[Location identification items]
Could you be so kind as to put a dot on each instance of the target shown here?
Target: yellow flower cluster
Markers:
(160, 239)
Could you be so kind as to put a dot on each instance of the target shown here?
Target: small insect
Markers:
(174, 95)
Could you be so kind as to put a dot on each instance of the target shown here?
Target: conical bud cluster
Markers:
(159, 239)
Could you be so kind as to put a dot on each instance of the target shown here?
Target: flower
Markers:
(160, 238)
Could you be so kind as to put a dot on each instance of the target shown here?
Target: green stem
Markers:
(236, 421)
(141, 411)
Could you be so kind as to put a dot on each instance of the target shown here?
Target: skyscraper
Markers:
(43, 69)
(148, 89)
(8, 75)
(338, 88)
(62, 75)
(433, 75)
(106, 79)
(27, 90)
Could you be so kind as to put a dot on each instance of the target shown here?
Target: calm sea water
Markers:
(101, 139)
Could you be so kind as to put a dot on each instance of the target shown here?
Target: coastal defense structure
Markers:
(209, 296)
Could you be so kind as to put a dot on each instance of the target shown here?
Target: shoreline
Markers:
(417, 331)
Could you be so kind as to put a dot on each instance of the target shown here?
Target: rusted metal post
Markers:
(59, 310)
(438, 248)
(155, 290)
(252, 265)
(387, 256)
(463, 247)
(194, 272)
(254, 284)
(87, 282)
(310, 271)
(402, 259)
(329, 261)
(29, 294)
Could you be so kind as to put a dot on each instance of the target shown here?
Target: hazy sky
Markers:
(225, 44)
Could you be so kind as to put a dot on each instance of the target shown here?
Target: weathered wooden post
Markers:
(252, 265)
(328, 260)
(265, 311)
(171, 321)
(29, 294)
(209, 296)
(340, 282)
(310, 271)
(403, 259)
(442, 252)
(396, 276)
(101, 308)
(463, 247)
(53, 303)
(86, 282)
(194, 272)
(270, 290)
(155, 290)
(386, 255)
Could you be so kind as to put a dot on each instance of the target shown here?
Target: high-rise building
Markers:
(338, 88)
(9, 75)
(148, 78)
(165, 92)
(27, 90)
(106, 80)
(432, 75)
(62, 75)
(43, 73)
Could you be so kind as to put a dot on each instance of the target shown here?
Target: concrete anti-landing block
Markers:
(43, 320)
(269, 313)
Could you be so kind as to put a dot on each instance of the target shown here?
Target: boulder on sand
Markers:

▸ **Task brief**: Gather every line of the records above that contains the word "post", and list those lines one per line.

▸ **Response to this exercise**:
Target: rusted metal post
Target: weathered wooden post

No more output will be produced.